Top of GIVEN TEXT

Kindness is the golden chain by which society is bound together
Comfort (photo: Rosie O'Beime, flickr creative commons)
Last Saturday was a beautiful day. The cherry trees were blooming, the air was soft and warm, and the sun was shining. My husband and I had a pleasant, relaxing day and, around 5, I went upstairs to lie down. Around 6:30, the doorbell rang and I could hear my husband letting someone in and then the sound of a woman's voice. By the time I came downstairs whoever it was, was gone and my husband was standing in the kitchen cutting beets. "Who was at the door?" I asked. "I don't know," he answered. At first, I thought he was joking. Then I realized he meant it; he really didn't know who had been at the door. Only after I told him that I thought I heard a woman's voice, did he remember that the visitor was one of our best friends and her son: not a reassuring fact.

Bottom of GIVEN TEXT

**TASK SET:**
1 – In the passage, what was the husband doing when the narrator came downstairs?
2 – Reproduce the part of the passage starting with "Last Saturday was" and going on through "a reassuring fact.".
The data here comes from a different source than the passage.

Top of AVAILABLE DATA

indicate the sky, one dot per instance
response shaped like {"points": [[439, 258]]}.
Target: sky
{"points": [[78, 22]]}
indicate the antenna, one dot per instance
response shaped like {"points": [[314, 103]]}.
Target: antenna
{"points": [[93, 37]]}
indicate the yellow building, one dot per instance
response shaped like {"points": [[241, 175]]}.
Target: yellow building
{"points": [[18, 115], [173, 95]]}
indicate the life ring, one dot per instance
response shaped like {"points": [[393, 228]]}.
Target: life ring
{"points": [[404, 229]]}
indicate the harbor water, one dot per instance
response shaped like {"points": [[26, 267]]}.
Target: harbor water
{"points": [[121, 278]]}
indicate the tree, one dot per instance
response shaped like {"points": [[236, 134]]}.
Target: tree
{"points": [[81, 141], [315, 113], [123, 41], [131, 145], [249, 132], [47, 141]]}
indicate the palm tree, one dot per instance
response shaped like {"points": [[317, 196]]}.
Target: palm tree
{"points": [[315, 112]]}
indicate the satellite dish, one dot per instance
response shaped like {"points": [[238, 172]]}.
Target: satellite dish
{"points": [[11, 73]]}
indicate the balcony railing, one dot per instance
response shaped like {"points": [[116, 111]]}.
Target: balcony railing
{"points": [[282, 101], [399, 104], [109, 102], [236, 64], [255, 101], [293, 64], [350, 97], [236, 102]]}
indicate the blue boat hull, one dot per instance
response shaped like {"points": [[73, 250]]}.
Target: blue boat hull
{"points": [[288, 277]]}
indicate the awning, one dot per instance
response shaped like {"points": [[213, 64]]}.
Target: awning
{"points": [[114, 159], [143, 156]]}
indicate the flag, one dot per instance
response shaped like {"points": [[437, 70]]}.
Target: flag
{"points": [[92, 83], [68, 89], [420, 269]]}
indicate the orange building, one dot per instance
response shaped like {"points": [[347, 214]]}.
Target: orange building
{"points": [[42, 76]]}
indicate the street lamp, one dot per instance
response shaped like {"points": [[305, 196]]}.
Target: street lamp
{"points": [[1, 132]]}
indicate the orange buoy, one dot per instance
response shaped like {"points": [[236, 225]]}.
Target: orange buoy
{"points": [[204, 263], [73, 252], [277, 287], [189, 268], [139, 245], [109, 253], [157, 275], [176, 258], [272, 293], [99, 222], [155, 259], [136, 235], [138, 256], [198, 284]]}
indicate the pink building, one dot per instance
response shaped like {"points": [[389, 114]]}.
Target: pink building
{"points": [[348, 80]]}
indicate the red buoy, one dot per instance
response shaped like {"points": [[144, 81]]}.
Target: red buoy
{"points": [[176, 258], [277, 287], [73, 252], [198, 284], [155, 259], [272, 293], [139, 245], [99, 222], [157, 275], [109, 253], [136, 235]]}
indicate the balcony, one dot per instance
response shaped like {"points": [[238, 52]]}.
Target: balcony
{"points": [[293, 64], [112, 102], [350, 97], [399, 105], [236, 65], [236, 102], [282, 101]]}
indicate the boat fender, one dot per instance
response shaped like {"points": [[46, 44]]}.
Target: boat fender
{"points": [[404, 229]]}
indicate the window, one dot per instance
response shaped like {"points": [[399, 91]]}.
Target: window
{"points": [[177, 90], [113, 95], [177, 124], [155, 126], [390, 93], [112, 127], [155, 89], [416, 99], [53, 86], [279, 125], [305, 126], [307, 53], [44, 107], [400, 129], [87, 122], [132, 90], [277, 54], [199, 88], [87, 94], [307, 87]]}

Bottom of AVAILABLE DATA

**RESPONSES:**
1 – He was standing in the kitchen cutting beets.

2 –
Last Saturday was a beautiful day. The cherry trees were blooming, the air was soft and warm, and the sun was shining. My husband and I had a pleasant, relaxing day and, around 5, I went upstairs to lie down. Around 6:30, the doorbell rang and I could hear my husband letting someone in and then the sound of a woman's voice. By the time I came downstairs whoever it was, was gone and my husband was standing in the kitchen cutting beets. "Who was at the door?" I asked. "I don't know," he answered. At first, I thought he was joking. Then I realized he meant it; he really didn't know who had been at the door. Only after I told him that I thought I heard a woman's voice, did he remember that the visitor was one of our best friends and her son: not a reassuring fact.